• Do this
Copy the entries below word for word, beginning at the line containing "Final verification step: confirm the presence of wood grain" and continuing through the line containing "[0,0,626,30]".

:: Data excerpts

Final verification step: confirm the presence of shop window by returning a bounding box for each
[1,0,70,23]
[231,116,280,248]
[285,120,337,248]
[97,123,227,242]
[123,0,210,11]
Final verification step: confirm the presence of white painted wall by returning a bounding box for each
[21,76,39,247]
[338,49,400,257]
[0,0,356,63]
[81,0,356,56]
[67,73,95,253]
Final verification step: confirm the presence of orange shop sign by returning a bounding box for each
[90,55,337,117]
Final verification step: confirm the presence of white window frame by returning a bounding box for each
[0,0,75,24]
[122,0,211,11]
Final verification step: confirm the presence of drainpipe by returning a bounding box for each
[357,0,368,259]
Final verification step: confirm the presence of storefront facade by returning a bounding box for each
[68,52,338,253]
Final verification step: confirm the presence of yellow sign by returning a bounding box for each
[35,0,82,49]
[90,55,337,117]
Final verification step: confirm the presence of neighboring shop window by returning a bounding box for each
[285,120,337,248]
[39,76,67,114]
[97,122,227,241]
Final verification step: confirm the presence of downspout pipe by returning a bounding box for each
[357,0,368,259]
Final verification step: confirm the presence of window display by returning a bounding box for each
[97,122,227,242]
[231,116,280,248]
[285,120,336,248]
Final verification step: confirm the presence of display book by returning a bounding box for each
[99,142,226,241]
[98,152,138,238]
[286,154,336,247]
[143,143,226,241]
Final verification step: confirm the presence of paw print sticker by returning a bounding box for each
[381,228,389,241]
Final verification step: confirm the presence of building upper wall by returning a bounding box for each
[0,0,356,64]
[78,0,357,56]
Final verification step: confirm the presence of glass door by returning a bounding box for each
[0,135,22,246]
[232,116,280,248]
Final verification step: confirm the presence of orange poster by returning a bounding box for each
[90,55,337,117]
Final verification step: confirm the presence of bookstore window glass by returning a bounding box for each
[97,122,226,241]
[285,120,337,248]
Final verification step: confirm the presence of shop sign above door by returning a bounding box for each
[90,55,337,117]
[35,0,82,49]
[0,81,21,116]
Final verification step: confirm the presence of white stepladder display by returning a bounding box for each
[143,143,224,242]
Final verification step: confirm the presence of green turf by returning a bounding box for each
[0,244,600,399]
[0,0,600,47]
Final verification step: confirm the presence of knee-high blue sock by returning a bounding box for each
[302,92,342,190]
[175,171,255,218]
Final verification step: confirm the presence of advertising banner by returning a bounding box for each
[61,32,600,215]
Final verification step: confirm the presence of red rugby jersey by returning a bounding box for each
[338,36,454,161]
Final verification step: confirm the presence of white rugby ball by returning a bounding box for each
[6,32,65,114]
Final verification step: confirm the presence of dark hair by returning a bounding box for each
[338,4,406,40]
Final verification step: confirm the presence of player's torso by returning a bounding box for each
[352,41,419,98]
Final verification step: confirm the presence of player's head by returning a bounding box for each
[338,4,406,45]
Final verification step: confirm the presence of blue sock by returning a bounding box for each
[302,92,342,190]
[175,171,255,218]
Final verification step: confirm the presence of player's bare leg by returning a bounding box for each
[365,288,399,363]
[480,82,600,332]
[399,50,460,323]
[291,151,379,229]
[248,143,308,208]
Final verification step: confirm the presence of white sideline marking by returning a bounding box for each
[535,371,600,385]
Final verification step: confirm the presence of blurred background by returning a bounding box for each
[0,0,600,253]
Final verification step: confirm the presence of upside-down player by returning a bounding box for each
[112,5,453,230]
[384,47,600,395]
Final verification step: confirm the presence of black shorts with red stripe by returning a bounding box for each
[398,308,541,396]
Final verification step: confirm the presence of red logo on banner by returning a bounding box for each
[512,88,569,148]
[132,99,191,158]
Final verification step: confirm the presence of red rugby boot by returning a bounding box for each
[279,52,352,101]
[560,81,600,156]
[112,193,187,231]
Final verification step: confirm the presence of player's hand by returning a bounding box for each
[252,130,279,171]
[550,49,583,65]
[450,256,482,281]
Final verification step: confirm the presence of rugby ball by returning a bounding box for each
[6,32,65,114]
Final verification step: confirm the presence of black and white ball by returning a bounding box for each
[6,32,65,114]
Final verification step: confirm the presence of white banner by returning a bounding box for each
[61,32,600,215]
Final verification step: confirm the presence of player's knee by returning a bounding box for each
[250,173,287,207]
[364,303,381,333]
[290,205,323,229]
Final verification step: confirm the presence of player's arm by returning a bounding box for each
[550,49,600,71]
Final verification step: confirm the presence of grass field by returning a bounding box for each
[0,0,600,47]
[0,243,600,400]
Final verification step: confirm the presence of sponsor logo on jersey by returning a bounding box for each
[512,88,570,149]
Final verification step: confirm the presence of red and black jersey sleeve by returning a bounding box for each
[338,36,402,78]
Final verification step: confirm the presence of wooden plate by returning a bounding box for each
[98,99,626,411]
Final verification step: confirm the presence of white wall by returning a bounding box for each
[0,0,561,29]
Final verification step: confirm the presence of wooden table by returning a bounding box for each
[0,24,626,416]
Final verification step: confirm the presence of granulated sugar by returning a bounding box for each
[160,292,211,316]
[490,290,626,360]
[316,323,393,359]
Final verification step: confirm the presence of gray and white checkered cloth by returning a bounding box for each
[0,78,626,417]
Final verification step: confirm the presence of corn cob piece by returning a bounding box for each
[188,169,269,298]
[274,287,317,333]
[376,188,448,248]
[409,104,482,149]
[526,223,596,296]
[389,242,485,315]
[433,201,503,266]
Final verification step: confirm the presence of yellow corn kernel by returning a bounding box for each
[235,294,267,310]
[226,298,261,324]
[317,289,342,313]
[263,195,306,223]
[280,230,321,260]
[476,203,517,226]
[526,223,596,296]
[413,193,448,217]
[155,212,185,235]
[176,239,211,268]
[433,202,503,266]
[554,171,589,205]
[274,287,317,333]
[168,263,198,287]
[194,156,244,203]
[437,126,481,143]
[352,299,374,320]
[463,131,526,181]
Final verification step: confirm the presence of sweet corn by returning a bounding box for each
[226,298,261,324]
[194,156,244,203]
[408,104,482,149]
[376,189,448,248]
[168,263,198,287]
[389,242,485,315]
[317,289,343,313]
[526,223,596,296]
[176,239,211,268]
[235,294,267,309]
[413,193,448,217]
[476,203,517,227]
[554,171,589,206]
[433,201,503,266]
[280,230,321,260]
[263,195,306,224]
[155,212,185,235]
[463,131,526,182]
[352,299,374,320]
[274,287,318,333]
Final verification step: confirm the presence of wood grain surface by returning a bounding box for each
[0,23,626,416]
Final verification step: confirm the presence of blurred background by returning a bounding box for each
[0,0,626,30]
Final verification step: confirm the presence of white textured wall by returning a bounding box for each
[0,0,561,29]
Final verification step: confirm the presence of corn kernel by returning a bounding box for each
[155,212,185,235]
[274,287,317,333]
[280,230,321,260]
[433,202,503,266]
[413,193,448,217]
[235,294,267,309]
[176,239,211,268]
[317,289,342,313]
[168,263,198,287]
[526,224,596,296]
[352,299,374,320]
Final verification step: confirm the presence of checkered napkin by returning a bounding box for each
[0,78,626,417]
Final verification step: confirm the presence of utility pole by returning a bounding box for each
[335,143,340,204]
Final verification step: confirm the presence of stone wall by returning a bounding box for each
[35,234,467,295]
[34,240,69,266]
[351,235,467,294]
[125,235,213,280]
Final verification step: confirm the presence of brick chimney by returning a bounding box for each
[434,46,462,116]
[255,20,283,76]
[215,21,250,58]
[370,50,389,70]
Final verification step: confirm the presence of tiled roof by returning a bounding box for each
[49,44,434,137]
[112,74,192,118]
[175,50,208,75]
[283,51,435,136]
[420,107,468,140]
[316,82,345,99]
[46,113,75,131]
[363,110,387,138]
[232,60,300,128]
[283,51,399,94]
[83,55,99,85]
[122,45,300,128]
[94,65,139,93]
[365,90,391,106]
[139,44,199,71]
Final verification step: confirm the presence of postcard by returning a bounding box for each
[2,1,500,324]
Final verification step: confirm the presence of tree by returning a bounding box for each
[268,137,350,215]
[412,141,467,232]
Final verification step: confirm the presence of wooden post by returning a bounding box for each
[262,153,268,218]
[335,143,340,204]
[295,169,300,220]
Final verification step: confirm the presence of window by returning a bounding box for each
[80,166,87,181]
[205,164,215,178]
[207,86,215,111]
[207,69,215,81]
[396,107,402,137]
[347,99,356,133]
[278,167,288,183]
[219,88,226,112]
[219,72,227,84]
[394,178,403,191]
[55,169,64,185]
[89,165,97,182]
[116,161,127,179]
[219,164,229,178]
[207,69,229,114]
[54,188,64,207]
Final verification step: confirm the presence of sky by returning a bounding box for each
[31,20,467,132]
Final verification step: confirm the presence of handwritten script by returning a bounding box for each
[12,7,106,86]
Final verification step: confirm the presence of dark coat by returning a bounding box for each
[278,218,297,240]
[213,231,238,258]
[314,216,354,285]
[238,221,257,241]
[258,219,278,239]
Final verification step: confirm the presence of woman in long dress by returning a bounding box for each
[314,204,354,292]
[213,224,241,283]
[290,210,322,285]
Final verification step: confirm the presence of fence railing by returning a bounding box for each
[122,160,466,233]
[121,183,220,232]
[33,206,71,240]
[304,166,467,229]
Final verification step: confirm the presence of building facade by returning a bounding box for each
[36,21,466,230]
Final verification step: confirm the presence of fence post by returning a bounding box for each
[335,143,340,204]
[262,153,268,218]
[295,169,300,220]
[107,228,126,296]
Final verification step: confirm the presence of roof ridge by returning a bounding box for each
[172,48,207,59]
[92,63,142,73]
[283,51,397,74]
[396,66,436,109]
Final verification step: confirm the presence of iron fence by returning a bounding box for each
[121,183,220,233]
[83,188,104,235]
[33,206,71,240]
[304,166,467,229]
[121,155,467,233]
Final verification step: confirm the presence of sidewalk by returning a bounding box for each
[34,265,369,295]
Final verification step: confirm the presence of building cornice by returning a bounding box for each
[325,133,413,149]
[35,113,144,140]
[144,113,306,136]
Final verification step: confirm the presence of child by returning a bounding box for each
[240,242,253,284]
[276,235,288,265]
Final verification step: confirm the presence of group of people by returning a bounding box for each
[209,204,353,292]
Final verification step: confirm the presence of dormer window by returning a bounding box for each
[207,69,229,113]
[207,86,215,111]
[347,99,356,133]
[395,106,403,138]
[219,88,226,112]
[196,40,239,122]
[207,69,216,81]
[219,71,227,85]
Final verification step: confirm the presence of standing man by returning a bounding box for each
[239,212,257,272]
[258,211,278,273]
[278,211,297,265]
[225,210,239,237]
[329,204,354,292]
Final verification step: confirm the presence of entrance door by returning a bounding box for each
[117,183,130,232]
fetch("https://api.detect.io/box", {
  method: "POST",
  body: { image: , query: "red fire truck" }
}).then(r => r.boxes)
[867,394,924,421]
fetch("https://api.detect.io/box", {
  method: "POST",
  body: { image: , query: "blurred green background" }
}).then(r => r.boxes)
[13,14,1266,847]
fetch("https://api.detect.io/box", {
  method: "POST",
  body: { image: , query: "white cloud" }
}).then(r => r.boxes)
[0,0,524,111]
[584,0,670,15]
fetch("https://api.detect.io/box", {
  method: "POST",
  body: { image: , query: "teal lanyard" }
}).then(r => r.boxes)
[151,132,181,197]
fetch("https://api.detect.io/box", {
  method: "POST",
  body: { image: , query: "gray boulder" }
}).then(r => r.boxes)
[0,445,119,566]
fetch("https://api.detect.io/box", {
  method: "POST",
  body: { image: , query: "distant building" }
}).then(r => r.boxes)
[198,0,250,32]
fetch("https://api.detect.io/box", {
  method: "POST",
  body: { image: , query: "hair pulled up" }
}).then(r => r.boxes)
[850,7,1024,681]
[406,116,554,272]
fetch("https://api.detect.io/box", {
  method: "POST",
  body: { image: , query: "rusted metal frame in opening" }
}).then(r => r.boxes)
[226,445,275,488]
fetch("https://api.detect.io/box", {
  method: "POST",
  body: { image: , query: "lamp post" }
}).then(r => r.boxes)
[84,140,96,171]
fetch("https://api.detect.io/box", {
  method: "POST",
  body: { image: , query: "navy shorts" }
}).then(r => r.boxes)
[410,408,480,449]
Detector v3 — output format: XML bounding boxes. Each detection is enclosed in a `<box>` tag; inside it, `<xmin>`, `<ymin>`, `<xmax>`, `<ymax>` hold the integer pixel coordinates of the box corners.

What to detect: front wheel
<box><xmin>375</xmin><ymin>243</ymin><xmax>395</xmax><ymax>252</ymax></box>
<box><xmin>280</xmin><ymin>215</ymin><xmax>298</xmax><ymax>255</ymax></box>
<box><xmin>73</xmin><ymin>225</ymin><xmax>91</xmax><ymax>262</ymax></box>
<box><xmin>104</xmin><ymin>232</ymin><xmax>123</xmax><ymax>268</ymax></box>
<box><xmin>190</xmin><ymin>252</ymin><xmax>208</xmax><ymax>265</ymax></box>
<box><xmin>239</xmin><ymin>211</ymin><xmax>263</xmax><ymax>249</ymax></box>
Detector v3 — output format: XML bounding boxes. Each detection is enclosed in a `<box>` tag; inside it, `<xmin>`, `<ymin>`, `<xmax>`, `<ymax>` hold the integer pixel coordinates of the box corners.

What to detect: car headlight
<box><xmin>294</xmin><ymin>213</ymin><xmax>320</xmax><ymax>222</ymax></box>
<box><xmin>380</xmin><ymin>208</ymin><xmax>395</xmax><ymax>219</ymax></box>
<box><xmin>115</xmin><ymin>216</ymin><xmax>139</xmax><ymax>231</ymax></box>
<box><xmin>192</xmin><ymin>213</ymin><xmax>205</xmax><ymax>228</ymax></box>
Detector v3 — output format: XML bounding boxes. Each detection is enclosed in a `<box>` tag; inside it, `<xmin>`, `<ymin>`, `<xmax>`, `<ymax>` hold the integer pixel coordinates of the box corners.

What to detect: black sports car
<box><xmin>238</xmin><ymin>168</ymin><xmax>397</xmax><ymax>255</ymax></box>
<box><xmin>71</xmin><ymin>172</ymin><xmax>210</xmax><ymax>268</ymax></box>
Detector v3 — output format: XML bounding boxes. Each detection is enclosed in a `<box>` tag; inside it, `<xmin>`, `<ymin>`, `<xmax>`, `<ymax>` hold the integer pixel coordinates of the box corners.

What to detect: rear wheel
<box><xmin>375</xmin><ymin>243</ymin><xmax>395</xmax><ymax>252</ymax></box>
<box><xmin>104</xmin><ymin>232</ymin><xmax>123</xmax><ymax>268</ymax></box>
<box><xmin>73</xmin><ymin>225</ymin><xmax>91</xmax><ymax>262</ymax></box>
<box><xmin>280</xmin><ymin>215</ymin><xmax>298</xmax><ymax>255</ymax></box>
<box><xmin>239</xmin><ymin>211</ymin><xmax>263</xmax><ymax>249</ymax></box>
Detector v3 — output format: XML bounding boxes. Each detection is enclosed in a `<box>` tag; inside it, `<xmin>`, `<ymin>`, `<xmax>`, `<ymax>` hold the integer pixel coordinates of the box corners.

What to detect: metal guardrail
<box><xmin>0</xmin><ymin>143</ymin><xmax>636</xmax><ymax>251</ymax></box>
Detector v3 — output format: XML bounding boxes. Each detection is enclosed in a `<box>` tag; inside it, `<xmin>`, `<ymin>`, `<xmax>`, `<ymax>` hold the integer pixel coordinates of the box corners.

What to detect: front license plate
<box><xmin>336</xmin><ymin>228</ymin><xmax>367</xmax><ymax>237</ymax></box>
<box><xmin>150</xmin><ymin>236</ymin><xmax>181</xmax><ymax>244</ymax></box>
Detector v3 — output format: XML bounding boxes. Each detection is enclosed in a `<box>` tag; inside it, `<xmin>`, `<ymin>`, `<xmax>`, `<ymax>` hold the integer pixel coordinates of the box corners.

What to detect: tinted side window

::::

• Answer to the exercise
Final verification step: confirm the presence of wood grain surface by returning a bounding box for each
[0,23,626,416]
Final verification step: confirm the presence of blurred background by returning a bounding box for each
[0,0,626,30]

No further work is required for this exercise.